* [Prompt]:
Repeat the listing below word for word, from the line with "Spot the black" to the line with "[[321, 250]]", keeping both of those lines.

* [Stored data]:

--*--

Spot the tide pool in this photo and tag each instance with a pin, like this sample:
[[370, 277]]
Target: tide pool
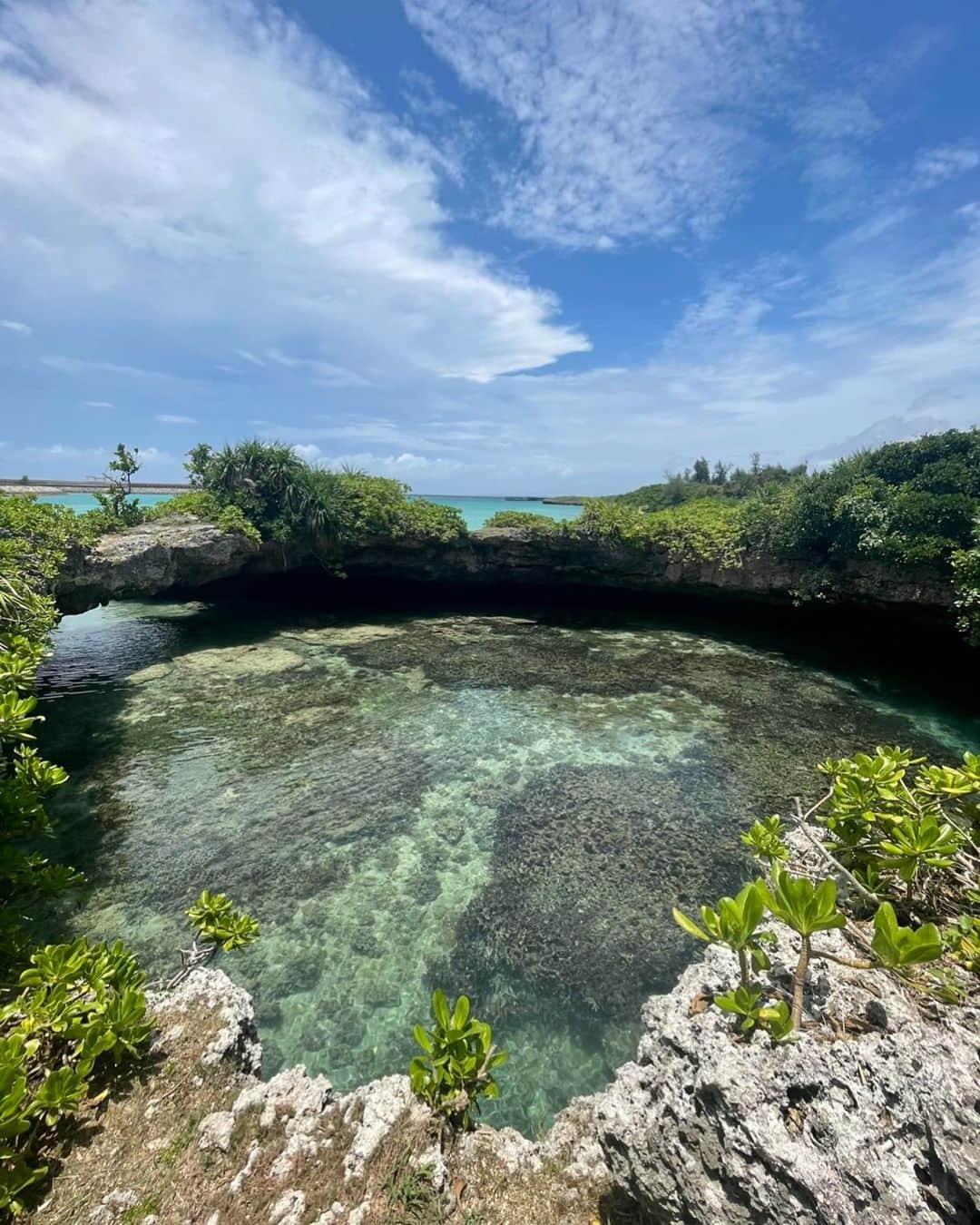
[[499, 805]]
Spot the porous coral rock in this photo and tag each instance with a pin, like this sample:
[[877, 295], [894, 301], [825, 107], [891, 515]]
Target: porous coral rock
[[872, 1129]]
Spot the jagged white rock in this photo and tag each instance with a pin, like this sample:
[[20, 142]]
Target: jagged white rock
[[235, 1039], [872, 1130]]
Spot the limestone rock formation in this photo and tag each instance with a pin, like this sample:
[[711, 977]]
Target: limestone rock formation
[[185, 554], [879, 1124], [146, 560]]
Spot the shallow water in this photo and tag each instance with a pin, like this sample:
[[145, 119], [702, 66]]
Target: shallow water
[[500, 805]]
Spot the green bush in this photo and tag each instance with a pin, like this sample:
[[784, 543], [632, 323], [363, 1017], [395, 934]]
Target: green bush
[[80, 1015], [966, 587], [458, 1064], [206, 506], [702, 531], [527, 520], [287, 500], [906, 836]]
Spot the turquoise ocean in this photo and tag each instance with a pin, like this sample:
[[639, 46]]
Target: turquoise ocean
[[475, 510]]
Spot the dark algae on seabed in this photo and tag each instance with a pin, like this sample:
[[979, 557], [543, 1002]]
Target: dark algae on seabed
[[505, 806]]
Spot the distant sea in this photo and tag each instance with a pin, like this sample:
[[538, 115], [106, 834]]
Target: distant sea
[[475, 510]]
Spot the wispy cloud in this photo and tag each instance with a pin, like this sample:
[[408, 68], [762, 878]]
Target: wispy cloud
[[636, 120], [936, 165], [214, 171]]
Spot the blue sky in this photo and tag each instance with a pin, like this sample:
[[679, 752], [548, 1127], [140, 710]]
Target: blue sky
[[492, 247]]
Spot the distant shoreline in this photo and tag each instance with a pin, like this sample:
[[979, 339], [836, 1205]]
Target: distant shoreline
[[83, 486]]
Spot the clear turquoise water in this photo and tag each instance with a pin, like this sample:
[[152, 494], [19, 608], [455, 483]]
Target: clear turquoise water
[[500, 805], [475, 510]]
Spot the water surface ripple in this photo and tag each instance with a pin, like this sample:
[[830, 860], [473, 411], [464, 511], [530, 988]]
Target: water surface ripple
[[500, 805]]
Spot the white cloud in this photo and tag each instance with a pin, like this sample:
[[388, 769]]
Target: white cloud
[[636, 119], [935, 165], [209, 172]]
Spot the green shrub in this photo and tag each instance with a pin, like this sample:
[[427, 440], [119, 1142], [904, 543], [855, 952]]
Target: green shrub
[[902, 839], [80, 1015], [458, 1064], [966, 587], [287, 500], [702, 531], [206, 506], [527, 520]]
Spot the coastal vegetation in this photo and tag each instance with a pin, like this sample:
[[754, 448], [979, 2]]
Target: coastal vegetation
[[906, 506], [73, 1015], [904, 837], [457, 1066]]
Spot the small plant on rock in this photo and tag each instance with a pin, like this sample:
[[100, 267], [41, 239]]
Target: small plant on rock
[[217, 924], [765, 839], [458, 1064], [81, 1014], [748, 1004], [735, 923], [806, 909]]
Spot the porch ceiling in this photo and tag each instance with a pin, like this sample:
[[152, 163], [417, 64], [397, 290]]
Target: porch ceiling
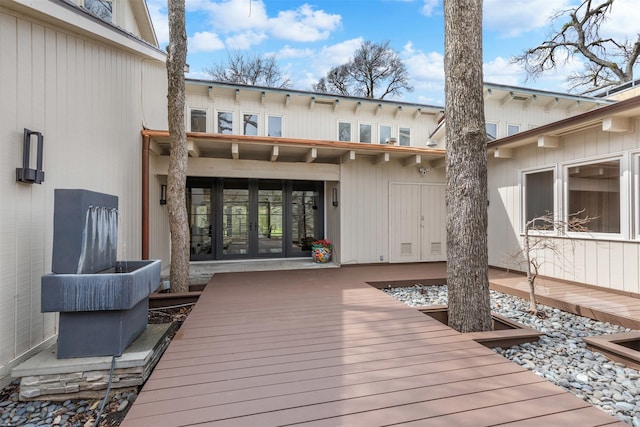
[[288, 149]]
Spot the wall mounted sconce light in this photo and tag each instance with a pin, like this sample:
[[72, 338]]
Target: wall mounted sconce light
[[26, 173], [163, 194]]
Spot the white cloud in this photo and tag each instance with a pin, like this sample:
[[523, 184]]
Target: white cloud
[[515, 17], [245, 40], [429, 6], [303, 24], [623, 20], [204, 42], [158, 13]]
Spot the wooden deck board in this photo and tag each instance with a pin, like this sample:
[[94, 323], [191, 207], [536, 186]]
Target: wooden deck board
[[322, 347]]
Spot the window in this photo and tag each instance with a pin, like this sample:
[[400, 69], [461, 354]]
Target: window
[[365, 133], [101, 8], [250, 124], [512, 129], [198, 120], [594, 190], [385, 134], [274, 126], [492, 130], [405, 136], [538, 197], [344, 131], [225, 122]]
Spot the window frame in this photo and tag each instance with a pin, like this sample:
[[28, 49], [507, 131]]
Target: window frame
[[523, 199], [217, 118], [623, 204], [490, 123], [400, 128], [360, 125], [190, 119], [339, 131], [380, 126], [267, 129], [244, 122], [513, 125]]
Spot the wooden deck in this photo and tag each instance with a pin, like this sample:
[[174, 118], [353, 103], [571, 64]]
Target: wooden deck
[[322, 348]]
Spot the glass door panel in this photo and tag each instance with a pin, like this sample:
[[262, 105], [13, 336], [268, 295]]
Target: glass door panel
[[303, 219], [270, 224], [200, 221], [235, 221]]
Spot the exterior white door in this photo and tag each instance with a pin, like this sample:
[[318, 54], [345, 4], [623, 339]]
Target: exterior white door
[[417, 222]]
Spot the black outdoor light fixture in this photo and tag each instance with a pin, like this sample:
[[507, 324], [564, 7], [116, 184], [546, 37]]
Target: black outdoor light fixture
[[26, 173], [163, 194]]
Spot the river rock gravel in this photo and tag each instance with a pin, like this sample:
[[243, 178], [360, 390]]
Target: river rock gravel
[[560, 356]]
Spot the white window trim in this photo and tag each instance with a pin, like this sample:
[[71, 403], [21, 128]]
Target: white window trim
[[490, 122], [350, 130], [266, 125], [557, 214], [410, 134], [373, 133], [380, 125], [206, 125], [258, 125], [233, 121], [625, 206], [513, 124]]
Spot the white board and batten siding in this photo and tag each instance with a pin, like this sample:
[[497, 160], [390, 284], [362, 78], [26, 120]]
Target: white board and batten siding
[[85, 97], [417, 215], [382, 206], [609, 261]]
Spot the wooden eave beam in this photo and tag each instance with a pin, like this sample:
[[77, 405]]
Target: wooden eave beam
[[416, 159], [193, 149], [312, 155], [349, 156], [382, 158], [275, 150]]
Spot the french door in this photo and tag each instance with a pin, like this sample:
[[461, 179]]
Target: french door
[[250, 218]]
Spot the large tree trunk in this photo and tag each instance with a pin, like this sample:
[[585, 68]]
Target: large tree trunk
[[176, 182], [466, 162]]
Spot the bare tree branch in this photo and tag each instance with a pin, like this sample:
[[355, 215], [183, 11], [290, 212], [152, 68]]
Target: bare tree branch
[[375, 71], [610, 62], [254, 71]]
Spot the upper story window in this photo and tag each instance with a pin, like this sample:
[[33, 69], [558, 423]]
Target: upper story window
[[538, 197], [225, 122], [365, 133], [405, 136], [384, 134], [101, 8], [594, 190], [492, 130], [274, 126], [344, 131], [512, 129], [250, 124], [198, 120]]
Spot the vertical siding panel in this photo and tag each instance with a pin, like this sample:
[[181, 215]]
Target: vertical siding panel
[[616, 265], [10, 139], [631, 277]]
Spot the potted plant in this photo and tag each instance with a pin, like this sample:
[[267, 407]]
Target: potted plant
[[321, 250]]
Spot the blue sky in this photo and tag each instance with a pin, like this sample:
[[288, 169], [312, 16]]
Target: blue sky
[[308, 38]]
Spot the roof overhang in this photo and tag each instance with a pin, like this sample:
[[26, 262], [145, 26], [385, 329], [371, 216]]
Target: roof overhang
[[272, 149], [610, 118]]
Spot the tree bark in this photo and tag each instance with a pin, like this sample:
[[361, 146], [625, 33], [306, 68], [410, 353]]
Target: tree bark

--*--

* [Task response]:
Spot the black outdoor light fixture in this photo and tag each instance with a pin, like this sample:
[[507, 324], [564, 7], [116, 184], [546, 37]]
Target: black outdoor light fixture
[[26, 173], [163, 194]]
Spot the river rock gravel in this photo and tag each instance with a pin, like this sample:
[[243, 178], [360, 390]]
Target: river rock gravel
[[560, 356]]
Spot the white window trim in this photo and tag each instance with a pin, like this sample:
[[71, 403], [21, 128]]
Target: white window trim
[[490, 122], [350, 130], [266, 125], [557, 214], [410, 134], [373, 133], [380, 125], [206, 125], [258, 125], [233, 121], [625, 206], [513, 124]]
Spot the white board and batten siding in this photo and tag each instance with a pin, like this sample:
[[497, 160], [390, 284], [362, 78], [26, 120]]
Target: white board and batten siding
[[85, 97], [417, 215], [382, 206], [609, 261]]
Spot the wooden eave beam in this photo and tag each instance with a pin, like this sample:
[[77, 405]]
Target: wooden eave beam
[[416, 159], [193, 149], [312, 155], [349, 156], [382, 158], [275, 150]]
Spot the french door in this photo and tag each instance with a pin, like this sample:
[[461, 179]]
Target: french door
[[250, 218]]
Spot the large tree trunk in this photo and tag each instance with a pin, like this sample:
[[585, 68]]
Target: large tree trunk
[[176, 182], [466, 162]]
Spot the bare tree branch in this photo and tag each instance with a pin, like this sample:
[[355, 215], [183, 11], [290, 212], [152, 68]]
Target: bare tree branch
[[375, 71], [610, 62], [254, 71]]
Spot the upper story window in this photo and tag each instance with a pin, like this sample:
[[33, 69], [558, 423]]
Target: upper story window
[[538, 197], [225, 122], [365, 133], [405, 136], [384, 134], [101, 8], [594, 190], [492, 130], [274, 126], [344, 131], [512, 129], [250, 124], [198, 120]]
Spot the vertical siding panel in this photo and tag each instance with a pin, like this sample:
[[181, 215]]
Target: vertical siding panel
[[616, 265], [10, 139], [631, 277]]
Spot the potted plant in this photo and tag each instance with a pin, like this sample:
[[267, 407]]
Target: potted plant
[[321, 250]]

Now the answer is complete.